▶ ACTION ITEM
The response should consist of the records that follow, printed exactly.

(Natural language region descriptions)
* * * * * * *
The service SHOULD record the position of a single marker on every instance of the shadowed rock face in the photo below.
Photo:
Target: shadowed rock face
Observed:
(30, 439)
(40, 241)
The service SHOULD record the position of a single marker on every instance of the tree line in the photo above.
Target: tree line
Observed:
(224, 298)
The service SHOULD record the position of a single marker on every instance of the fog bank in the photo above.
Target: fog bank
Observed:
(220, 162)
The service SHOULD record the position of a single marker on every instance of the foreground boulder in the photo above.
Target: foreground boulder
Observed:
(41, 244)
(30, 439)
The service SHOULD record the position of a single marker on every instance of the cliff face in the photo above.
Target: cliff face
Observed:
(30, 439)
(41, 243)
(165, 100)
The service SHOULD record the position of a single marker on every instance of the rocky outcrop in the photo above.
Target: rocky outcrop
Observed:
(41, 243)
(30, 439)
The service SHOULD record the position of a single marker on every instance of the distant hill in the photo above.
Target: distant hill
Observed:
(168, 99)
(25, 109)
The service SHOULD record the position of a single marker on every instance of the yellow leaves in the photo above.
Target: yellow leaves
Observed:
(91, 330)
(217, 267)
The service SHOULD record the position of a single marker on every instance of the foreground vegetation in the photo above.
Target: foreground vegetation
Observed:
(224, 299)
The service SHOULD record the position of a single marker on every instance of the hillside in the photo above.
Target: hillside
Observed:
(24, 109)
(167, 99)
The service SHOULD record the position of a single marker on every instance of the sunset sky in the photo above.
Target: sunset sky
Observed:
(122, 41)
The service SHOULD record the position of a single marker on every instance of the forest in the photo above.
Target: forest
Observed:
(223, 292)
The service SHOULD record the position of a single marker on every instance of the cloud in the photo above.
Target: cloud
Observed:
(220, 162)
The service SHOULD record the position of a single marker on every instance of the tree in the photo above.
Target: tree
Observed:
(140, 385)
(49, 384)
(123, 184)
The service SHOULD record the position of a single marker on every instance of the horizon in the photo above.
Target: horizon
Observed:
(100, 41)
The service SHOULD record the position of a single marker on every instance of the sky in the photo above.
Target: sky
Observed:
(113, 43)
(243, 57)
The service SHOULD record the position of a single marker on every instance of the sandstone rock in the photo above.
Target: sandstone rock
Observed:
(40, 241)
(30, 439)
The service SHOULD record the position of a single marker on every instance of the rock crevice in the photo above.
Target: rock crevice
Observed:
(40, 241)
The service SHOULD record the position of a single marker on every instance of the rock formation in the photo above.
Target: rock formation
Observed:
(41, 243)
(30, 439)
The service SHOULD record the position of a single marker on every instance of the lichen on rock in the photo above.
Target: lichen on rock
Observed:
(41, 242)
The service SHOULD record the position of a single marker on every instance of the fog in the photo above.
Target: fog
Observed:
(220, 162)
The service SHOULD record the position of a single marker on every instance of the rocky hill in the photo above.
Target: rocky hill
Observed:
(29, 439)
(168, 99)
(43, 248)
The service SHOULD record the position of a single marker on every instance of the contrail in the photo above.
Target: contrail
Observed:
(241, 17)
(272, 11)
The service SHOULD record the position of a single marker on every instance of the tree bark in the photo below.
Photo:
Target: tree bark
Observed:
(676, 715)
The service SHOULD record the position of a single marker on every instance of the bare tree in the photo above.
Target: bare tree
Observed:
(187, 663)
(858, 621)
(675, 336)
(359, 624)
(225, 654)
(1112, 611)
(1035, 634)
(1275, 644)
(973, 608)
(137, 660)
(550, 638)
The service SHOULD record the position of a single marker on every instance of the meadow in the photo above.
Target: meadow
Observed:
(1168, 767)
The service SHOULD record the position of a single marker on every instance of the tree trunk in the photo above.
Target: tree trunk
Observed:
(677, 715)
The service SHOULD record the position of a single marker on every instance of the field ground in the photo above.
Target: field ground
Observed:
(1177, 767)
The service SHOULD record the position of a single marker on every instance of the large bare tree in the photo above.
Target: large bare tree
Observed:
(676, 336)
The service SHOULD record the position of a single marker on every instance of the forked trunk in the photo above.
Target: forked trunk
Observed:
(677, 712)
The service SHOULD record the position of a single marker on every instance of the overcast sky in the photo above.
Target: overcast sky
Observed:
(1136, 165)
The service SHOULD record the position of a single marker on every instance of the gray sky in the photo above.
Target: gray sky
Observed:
* * * * * * *
▶ TASK ANSWER
The service SHOULD record the position of a single marker on every instance of the shadowed rock face in the photo below.
Photo:
Target: shadowed rock face
Observed:
(30, 439)
(40, 241)
The service SHOULD record the position of a single marker on every instance of the tree line in the photo above.
Target: tree line
Observed:
(224, 298)
The service SHOULD record the position of a single marker on every instance of the fog bank in the photo above.
Target: fog bank
Observed:
(220, 162)
The service SHOULD record the position of a single marker on every instance of the foreground boulder in the photo above.
Target: foreground boulder
Observed:
(41, 244)
(30, 439)
The service SHOULD record the position of a single marker on every instance of the cliff face in the photo above.
Target: cliff face
Observed:
(30, 439)
(41, 243)
(165, 100)
The service SHOULD record the position of a single marker on every instance of the rocky outcrop in the photo above.
Target: rocky outcrop
Observed:
(41, 243)
(30, 439)
The service SHOULD record the position of a single marker on every instance of the distant hill in the photo above.
Target: distant hill
Observed:
(168, 99)
(25, 109)
The service SHOULD record the position of a single marker on every instance of the yellow leaves in the photo above.
Target: yellow leaves
Observed:
(91, 330)
(217, 267)
The service SHOULD record the position of a single marker on every instance of the foreground vegetation in the photo above.
Target: foreground vegetation
Observed:
(224, 299)
The service SHOULD record the position of a single marker on every instance of the hillside in the photo above.
Target: hillside
Observed:
(24, 109)
(167, 99)
The service SHOULD record the position of a single marker on every instance of the sunset sky in the photo above.
Target: sunset sky
Observed:
(122, 41)
The service SHOULD record the position of a single marker on every instance of the forest in the photo above.
Target: forest
Observed:
(223, 292)
The service SHOULD record the position of a single marker on every instance of the cloud in the photo above.
Target: cloud
Observed:
(220, 162)
The service SHOULD record the position of a single marker on every instance of the tree in the photo above.
Target: tree
Observed:
(140, 385)
(49, 384)
(123, 184)
The service SHOULD record the position of a single marker on every instance of the horizon in the photo above.
Target: horizon
Observed:
(100, 41)
The service SHOULD record the position of a single marker on every instance of the sky in the photo above.
Target: sky
Observed:
(113, 43)
(243, 57)
The service SHOULD record the position of a single marker on every instance of the sandstone rock in the photo above.
Target: sandstone rock
Observed:
(40, 241)
(30, 439)
The service SHOULD record the position of a single marker on every instance of the rock crevice in the photo above.
Target: rock crevice
Observed:
(40, 241)
The service SHOULD record the position of a single marker on every instance of the rock formation in the photo above.
Target: rock formation
Observed:
(41, 243)
(30, 439)
The service SHOULD record the position of a single marker on every instance of the lichen on rock in the photo above.
Target: lichen on rock
Observed:
(41, 242)
The service SHOULD record the position of a single marker on every instance of the fog in the photo above.
Target: fog
Observed:
(220, 162)
The service SHOULD record the position of a single marker on every instance of the rocky hill in the photo above.
Target: rocky hill
Observed:
(29, 439)
(168, 99)
(43, 248)
The service SHOULD record the position of a single marker on every instance of the contrail in the photo above.
Target: contrail
Observed:
(241, 17)
(272, 11)
The service SHOULD record the position of a single marker on every instance of the tree bark in the photo below.
Photo:
Target: tree bark
Observed:
(676, 715)
The service SHOULD record the position of a single marker on every instance of the bare tree in the photo above.
Target: bare tree
Observed:
(187, 663)
(858, 621)
(675, 336)
(359, 624)
(225, 654)
(1112, 611)
(1035, 634)
(1275, 644)
(973, 608)
(137, 660)
(550, 638)
The service SHOULD record the position of a single marker on every instance of the meadow in the photo above.
Target: meadow
Observed:
(1168, 767)
The service SHOULD record the position of a single marker on every instance of the tree trunk in the photo above.
Target: tree trunk
Observed:
(677, 715)
The service SHOULD record the position of a single marker on every instance of the field ground in the photo above.
Target: field ground
Observed:
(1177, 767)
The service SHOULD record the position of a single marker on every instance of the large bare tree in the photo above.
Target: large bare tree
Observed:
(676, 336)
The service SHOULD record the position of a single marker on every instance of the forked trunk in the photo above.
Target: forked trunk
Observed:
(677, 712)
The service SHOULD record the position of a single marker on every instance of the overcast sky in the photo above.
Target: overcast sky
Observed:
(1136, 165)
The service SHOULD record the position of a single marker on every instance of the gray sky in the photo above.
Target: gray sky
Observed:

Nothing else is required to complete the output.